[start Extracted entries]

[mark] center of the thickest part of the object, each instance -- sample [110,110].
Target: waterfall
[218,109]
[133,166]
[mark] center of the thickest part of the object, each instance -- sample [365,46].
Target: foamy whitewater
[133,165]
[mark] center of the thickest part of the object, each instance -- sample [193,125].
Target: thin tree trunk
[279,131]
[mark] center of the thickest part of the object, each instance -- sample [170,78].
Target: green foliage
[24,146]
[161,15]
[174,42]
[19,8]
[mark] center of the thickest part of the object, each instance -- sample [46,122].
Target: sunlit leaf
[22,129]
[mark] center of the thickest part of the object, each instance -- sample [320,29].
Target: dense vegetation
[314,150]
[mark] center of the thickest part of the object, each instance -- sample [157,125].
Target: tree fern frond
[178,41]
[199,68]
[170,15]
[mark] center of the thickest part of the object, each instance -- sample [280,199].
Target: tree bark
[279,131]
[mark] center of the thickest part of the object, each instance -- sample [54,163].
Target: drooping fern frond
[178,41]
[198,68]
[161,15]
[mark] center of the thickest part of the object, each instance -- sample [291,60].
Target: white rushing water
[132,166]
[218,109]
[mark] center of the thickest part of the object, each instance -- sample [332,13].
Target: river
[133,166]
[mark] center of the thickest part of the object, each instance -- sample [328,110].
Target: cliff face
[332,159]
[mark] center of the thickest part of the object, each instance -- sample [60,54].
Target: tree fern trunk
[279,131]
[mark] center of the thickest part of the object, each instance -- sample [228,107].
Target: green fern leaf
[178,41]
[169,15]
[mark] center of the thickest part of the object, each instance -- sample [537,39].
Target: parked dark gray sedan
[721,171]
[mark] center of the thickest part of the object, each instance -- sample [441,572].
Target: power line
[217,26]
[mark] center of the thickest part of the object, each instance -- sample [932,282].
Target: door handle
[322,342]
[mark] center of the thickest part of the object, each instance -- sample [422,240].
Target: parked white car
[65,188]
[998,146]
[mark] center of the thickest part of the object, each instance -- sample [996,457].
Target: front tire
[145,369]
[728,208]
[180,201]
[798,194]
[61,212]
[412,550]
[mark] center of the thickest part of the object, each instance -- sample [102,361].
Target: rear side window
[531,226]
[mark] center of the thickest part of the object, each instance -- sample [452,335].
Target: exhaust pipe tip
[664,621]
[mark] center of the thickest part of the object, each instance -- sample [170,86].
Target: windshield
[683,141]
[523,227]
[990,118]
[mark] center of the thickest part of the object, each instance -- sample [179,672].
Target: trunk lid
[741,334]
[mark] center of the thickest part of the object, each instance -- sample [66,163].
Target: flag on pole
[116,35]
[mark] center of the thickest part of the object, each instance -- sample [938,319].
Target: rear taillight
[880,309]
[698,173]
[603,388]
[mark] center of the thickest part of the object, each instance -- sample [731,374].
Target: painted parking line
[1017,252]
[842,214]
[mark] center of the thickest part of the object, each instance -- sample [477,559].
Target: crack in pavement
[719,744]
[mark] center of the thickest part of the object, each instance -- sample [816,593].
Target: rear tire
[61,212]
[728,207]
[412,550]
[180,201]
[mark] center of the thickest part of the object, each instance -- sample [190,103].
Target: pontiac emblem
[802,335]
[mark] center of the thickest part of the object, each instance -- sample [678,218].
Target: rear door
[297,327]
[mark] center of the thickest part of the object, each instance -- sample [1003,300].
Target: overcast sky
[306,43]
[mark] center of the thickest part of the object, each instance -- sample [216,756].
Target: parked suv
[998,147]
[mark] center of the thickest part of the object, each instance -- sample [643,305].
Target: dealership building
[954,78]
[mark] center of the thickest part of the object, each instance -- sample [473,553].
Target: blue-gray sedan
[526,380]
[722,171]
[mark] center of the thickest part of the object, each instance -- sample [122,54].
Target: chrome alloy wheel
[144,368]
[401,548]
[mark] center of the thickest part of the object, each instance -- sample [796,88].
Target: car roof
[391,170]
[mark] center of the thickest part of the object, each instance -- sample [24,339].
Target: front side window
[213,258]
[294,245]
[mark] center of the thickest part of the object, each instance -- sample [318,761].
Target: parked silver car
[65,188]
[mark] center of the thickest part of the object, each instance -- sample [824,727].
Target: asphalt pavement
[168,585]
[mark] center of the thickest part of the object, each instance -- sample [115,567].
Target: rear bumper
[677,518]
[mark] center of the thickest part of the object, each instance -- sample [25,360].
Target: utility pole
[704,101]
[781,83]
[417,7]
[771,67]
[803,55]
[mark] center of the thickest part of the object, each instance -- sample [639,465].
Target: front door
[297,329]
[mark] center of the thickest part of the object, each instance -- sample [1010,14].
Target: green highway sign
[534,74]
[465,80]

[end Extracted entries]

## What this task involves
Print the whole listing again, exactly.

## Solution to this task
[mark] center of the thickest part of the object, each instance -- sample [110,110].
Target: waterfall
[218,109]
[133,166]
[mark] center of the thickest part of the object, each instance -- sample [365,46].
Target: foamy whitewater
[133,165]
[mark] center of the thickest part of the object, each instance -- sample [193,125].
Target: thin tree trunk
[279,131]
[mark] center of the thickest part of the object, each instance -- sample [170,78].
Target: green foliage
[24,146]
[161,15]
[174,42]
[19,8]
[mark] center of the thickest part of the object, each instance -- sample [46,122].
Target: sunlit leaf
[22,129]
[mark] center of the thickest part of the object, each instance -- sample [320,29].
Target: dense vegetation
[314,150]
[mark] center of the thickest part of the object, each instance -- sample [157,125].
Target: tree fern frond
[178,41]
[199,68]
[170,15]
[mark] center of the thickest part of the object, each instance -- sample [280,199].
Target: tree bark
[279,131]
[mark] center of the thickest part of the object, each instance -- sample [54,163].
Target: drooping fern frond
[178,41]
[198,68]
[161,15]
[mark] center of the thickest part of the object, each instance -- sample [291,60].
Target: white rushing water
[132,166]
[218,109]
[mark] center of the thickest part of the object, each instance -- sample [332,13].
Target: river
[133,166]
[mark] center of the thickest part of the object, each instance -- sample [328,110].
Target: cliff face
[332,159]
[mark] center of the thickest part of the object, each instance -- sample [60,54].
Target: tree fern trunk
[279,131]
[mark] center of the thickest part of the object, each instance -- sample [228,107].
Target: green fern leaf
[178,41]
[169,15]
[mark] center of the thickest part of the object, each instance -- sample [537,39].
Target: parked dark gray sedan
[721,171]
[mark] center of the thickest part of the object, each instance -- sample [441,572].
Target: power line
[217,26]
[mark] center of the thickest part of the object, each instance -- sample [932,282].
Target: door handle
[322,342]
[mark] center of the thickest part of the object, each instance -- sample [422,240].
Target: parked white car
[65,188]
[998,146]
[mark] center of the thickest part of the object, each instance -- sample [996,457].
Target: front tire
[145,369]
[728,208]
[180,201]
[798,194]
[61,212]
[412,550]
[mark] center of the thickest part of the object, each instance -- sample [102,361].
Target: rear side window
[531,226]
[mark] center of the thickest part of the object, each instance -- sample [452,335].
Target: exhaust pipe tip
[664,621]
[mark] center of the thickest part of the object, each instance -- sample [170,86].
Target: windshield
[683,141]
[523,227]
[990,118]
[mark] center of the thickest part of the object, each instance -- sample [179,672].
Target: trunk lid
[741,334]
[mark] center of the thickest part of the object, each instance -- sample [66,163].
Target: flag on pole
[116,35]
[mark] center of the thickest part of the object, each instance -- sample [938,319].
Target: rear taillight
[880,309]
[698,173]
[603,388]
[mark] center of the thickest part of the object, each instance -- sample [731,374].
Target: painted parking line
[1017,252]
[842,214]
[mark] center of the thickest part of the object, each instance -- sample [477,559].
Target: crack in pavement
[719,744]
[mark] center of the thickest part of the object, each instance -- sample [816,593].
Target: rear tire
[61,212]
[728,207]
[412,550]
[180,201]
[mark] center of the thickest part of the object, each instance -- sample [190,103].
Target: pontiac emblem
[802,335]
[mark] center of the thickest part of the object, each instance -- sample [678,218].
Target: rear door
[297,327]
[mark] center of the thickest part of the object, each instance -- sample [1003,300].
Target: overcast sky
[306,43]
[mark] center of the thickest part of the object, each instance -- sample [216,756].
Target: parked suv
[998,147]
[mark] center of the thickest part of the object, each instance -- sample [643,305].
Target: dealership building
[954,78]
[mark] center of the thickest part of the object, each instance -- sample [473,553].
Target: blue-gray sedan
[526,380]
[722,171]
[mark] center of the thickest part of the object, each instance -- sample [122,54].
Target: chrome alloy wheel
[144,368]
[401,548]
[mark] center of the thickest part of the object, each instance -- sample [796,88].
Target: car roof
[391,170]
[mark] center of the thickest part of the object, each instance -- sample [24,339].
Target: front side window
[213,258]
[294,245]
[mark] center of the thickest part of the object, each instance -- sample [318,761].
Target: parked silver car
[65,188]
[mark] center of the thickest part of the object, each instance -- sample [824,727].
Target: asphalt pavement
[168,585]
[mark] center of the thickest part of the object, each instance -- sample [115,567].
Target: rear bumper
[677,518]
[mark] center of the thickest part of the object, each instance -- sample [25,360].
Target: utility pole
[704,101]
[781,83]
[417,7]
[771,67]
[803,55]
[mark] center of the thickest part of the object, each instance -- sample [639,465].
Target: front door
[297,329]
[mark] center of the thickest part of the object, each instance -- sample [1010,14].
Target: green highway sign
[534,74]
[465,80]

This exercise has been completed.